GIVEN EXERCISE → Pictures should be excluded; otherwise, copy every entry exactly.

TASK INPUTS →
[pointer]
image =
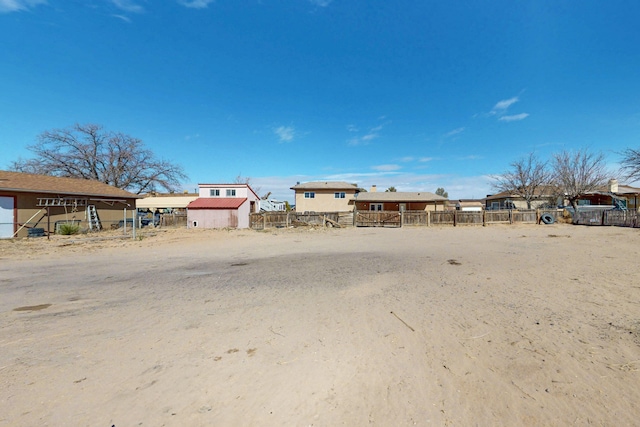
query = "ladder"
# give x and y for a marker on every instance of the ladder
(92, 216)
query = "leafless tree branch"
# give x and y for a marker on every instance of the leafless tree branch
(90, 152)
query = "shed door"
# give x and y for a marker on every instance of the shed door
(6, 217)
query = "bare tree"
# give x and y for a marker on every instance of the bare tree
(526, 178)
(90, 152)
(576, 173)
(631, 164)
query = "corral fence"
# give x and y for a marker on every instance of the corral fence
(264, 220)
(612, 217)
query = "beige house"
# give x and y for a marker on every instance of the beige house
(324, 196)
(31, 203)
(399, 201)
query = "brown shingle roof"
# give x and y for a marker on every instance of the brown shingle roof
(399, 196)
(31, 183)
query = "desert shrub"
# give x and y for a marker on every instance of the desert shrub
(68, 229)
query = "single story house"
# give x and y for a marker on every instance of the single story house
(222, 206)
(164, 209)
(398, 201)
(30, 203)
(468, 205)
(324, 196)
(507, 200)
(166, 202)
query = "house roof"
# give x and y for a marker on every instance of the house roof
(325, 185)
(216, 203)
(32, 183)
(541, 192)
(229, 186)
(399, 196)
(166, 201)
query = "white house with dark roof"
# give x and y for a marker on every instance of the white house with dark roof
(222, 206)
(324, 196)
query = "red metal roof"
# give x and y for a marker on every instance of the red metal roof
(216, 203)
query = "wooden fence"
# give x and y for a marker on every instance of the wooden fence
(264, 220)
(612, 217)
(396, 219)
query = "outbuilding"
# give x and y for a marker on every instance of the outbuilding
(36, 205)
(222, 206)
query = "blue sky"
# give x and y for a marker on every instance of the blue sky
(412, 94)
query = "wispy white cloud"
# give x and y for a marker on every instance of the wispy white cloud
(372, 134)
(470, 157)
(123, 18)
(128, 6)
(454, 132)
(501, 108)
(285, 133)
(503, 105)
(7, 6)
(386, 168)
(196, 4)
(514, 118)
(321, 3)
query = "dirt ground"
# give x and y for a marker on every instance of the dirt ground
(501, 325)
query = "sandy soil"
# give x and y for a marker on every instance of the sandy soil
(501, 326)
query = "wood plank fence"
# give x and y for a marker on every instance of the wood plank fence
(396, 219)
(612, 217)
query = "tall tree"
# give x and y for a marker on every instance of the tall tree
(526, 178)
(90, 152)
(631, 164)
(576, 173)
(440, 192)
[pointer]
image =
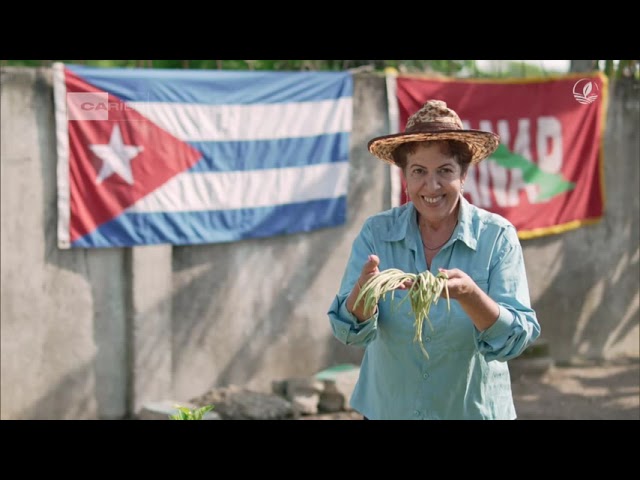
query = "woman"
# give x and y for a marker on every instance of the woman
(490, 320)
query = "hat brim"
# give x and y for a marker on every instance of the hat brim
(481, 143)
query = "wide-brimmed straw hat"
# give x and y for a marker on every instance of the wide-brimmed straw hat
(435, 121)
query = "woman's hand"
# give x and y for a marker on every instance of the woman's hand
(460, 284)
(481, 308)
(369, 269)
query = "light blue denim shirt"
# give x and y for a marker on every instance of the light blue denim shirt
(466, 375)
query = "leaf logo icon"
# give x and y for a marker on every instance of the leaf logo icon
(588, 94)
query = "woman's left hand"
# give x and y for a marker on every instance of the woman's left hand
(459, 284)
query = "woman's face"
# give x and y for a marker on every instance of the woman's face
(434, 180)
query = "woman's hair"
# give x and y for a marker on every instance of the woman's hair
(458, 150)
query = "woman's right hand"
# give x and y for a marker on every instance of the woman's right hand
(369, 269)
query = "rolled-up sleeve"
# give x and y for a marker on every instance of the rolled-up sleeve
(517, 325)
(344, 324)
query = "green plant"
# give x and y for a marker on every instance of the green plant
(185, 413)
(424, 291)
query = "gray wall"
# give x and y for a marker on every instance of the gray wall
(96, 333)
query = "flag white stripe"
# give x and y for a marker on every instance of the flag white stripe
(394, 125)
(251, 189)
(62, 146)
(197, 122)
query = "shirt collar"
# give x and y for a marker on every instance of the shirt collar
(405, 226)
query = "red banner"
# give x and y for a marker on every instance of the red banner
(547, 175)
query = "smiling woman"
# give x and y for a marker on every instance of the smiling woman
(487, 319)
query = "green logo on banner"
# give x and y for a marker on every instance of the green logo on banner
(550, 184)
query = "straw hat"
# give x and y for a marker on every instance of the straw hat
(435, 121)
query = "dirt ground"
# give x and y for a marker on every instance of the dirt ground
(593, 391)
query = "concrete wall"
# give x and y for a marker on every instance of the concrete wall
(97, 333)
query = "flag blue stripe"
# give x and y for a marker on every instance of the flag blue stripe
(219, 226)
(217, 87)
(266, 154)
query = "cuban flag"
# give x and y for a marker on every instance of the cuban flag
(152, 156)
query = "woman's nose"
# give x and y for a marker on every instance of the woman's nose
(432, 182)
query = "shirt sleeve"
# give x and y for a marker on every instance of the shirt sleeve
(517, 326)
(344, 324)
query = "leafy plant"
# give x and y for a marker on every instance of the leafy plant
(185, 413)
(425, 291)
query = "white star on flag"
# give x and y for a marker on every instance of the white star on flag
(116, 157)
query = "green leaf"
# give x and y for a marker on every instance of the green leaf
(551, 184)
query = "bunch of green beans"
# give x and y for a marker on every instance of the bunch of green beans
(425, 290)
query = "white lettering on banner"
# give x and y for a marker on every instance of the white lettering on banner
(549, 130)
(507, 183)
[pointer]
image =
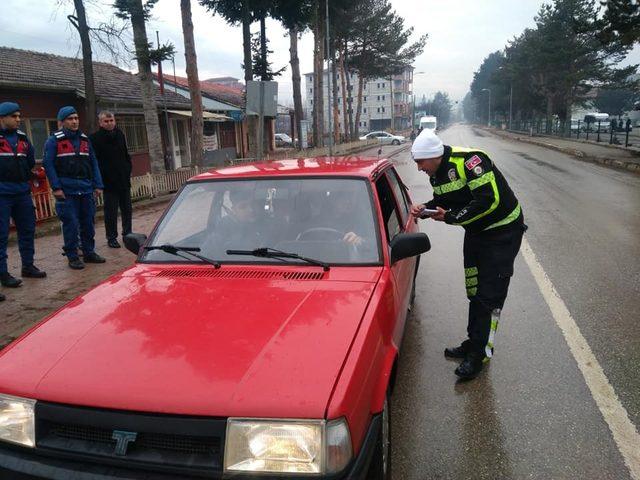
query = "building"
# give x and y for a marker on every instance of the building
(386, 102)
(225, 125)
(41, 83)
(232, 82)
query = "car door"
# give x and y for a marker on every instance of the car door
(396, 220)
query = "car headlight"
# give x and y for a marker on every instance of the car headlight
(311, 447)
(17, 420)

THE REPLY →
[pointer]
image =
query = "ladder"
# give x and y for a marker on every instance of the ladder
(92, 216)
query = "leafless tree branch"
# give x and y for a marker on every instance of the leafless tree branch
(90, 152)
query = "shed door"
# give x and y for a marker on every instance of the shed door
(6, 217)
query = "bare tree"
# give x and y for a marker on every instance of the bare tree
(526, 178)
(90, 152)
(576, 173)
(631, 164)
query = "corral fence"
# give x and y for a marker on every instance of the corral fence
(264, 220)
(612, 217)
query = "beige house"
# give x and y for a marker on every instance of the beige house
(324, 196)
(31, 203)
(399, 201)
query = "brown shingle roof"
# give x and y for a marker on every instance of the brown shingle roof
(399, 196)
(31, 183)
query = "desert shrub"
# give x and y for a marker on every instance of the desert shrub
(68, 229)
query = "single story house"
# give x and y for a marker on every instance of the single story house
(222, 206)
(164, 209)
(398, 201)
(30, 203)
(468, 205)
(324, 196)
(507, 200)
(166, 202)
query = "house roof"
# give x and y for a marker on every instance of the house roof
(325, 185)
(216, 203)
(32, 183)
(541, 192)
(229, 186)
(399, 196)
(166, 201)
query = "white house with dark roof"
# give x and y for a marker on every instance of the white house with dark roof
(222, 206)
(324, 196)
query = "red metal roof"
# give x and y for a marker on every instance of the red metal roof
(216, 203)
query = "wooden fence"
# give x and y for a marker on every instance of the wooden fence
(264, 220)
(612, 217)
(396, 219)
query = "outbuilding"
# give x and y for a marker on every instance of the outbuilding
(36, 205)
(222, 206)
query = "blue sky"
# give x and y for a marker on every instance of the blue sky
(412, 94)
query = "wispy white cloud"
# give x and y for a marker on every instance of the wispy white cloud
(372, 134)
(470, 157)
(123, 18)
(128, 6)
(454, 132)
(501, 108)
(285, 133)
(503, 105)
(7, 6)
(386, 168)
(196, 4)
(514, 118)
(321, 3)
query = "dirt ground"
# give x and y for a marker on every instance of the dirt ground
(501, 325)
query = "sandy soil"
# give x and y for a marker on every instance of the sandy soil
(501, 326)
query = "wood plank fence"
# give x and y for a marker on every instance of the wood plank fence
(396, 219)
(612, 217)
query = "tall tree"
# give x and y for a marker on every instance of the tall tree
(526, 178)
(90, 152)
(631, 164)
(576, 173)
(440, 192)
[pointer]
image =
query = "woman"
# give x and y for a marker on every instance of the woman
(490, 320)
query = "hat brim"
# give x and y for a marker on every instance of the hat brim
(481, 143)
query = "wide-brimmed straw hat"
# give x and y for a marker on every instance of the wide-brimmed straw hat
(435, 121)
query = "woman's hand"
# give x and y for a marker on every instance of the woman's hand
(460, 284)
(481, 308)
(369, 269)
query = "light blue denim shirt"
# give x and y for a marker on every instance of the light blue denim shirt
(466, 375)
query = "leaf logo icon"
# give x and y for a marker on every instance of the leaf logo icon
(588, 94)
query = "woman's left hand"
# give x and y for a marker on every instance of the woman's left hand
(459, 284)
query = "woman's face"
# give x and y for a marker on every instance of the woman's face
(434, 180)
query = "woman's hair"
# give x and y for a marker on every instance of the woman's hair
(458, 150)
query = "woman's right hand"
# give x and y for a marker on every instance of the woman's right hand
(369, 269)
query = "rolled-up sleeve"
# give x and y for a marker on every instance of the rolled-up sleeve
(517, 325)
(344, 324)
query = "green plant"
# give x and y for a marker on every instance of the green plant
(185, 413)
(424, 291)
query = "gray wall"
# give x and y for a marker on every instance of the gray wall
(96, 333)
query = "flag white stripe"
# give x and y for a marker on every instance of the flag white stripe
(394, 125)
(251, 189)
(62, 146)
(197, 122)
query = "shirt collar"
# give x and y for a marker on every instance of the shirt collar
(405, 226)
query = "red banner"
# give x and y for a marker on every instance of the red banner
(547, 175)
query = "smiling woman"
# give x and y for a marker on every instance of the smiling woman
(487, 319)
query = "green logo on banner"
# give x and y for a marker on every instance of the green logo on banner
(550, 184)
query = "straw hat"
# give x and y for a marker on every instance of the straw hat
(435, 121)
query = "dirt ground"
# give x and y for a marker on every instance of the dirt ground
(593, 391)
query = "concrete wall"
# give x and y for a marker on every instance of the concrete wall
(97, 333)
query = "flag blue stripe"
# give x and y for a marker on every instance of the flag blue stripe
(219, 226)
(217, 87)
(266, 154)
query = "cuban flag"
# give x and y for a marker on every instance of the cuban flag
(152, 156)
query = "woman's nose"
# give x and y for a marker on every instance of the woman's nose
(432, 182)
query = "shirt sleeve"
# give x and y for a marker on every instance of the shirt sleeve
(517, 326)
(344, 324)
query = "leafy plant"
# give x and y for a marker on every instance of the leafy plant
(185, 413)
(425, 291)
query = "white star on flag"
# give x and y for a marker on every instance of the white star on flag
(116, 157)
query = "green leaf"
# give x and y for a marker on every instance of the green leaf
(551, 184)
query = "bunch of green beans"
# give x and y for a marker on every instance of the bunch of green beans
(425, 290)
query = "white lettering on banner"
# give x and y for a marker on every instance of the white lettering on banner
(549, 130)
(507, 183)
[pointer]
image =
query = "building"
# give x and y for a marker on every instance of the building
(386, 102)
(225, 125)
(41, 83)
(232, 82)
query = "car door"
# give x and y for a marker on every instance of the car door
(396, 220)
query = "car headlight"
# give x and y for a marker on every instance of the car headlight
(311, 447)
(17, 420)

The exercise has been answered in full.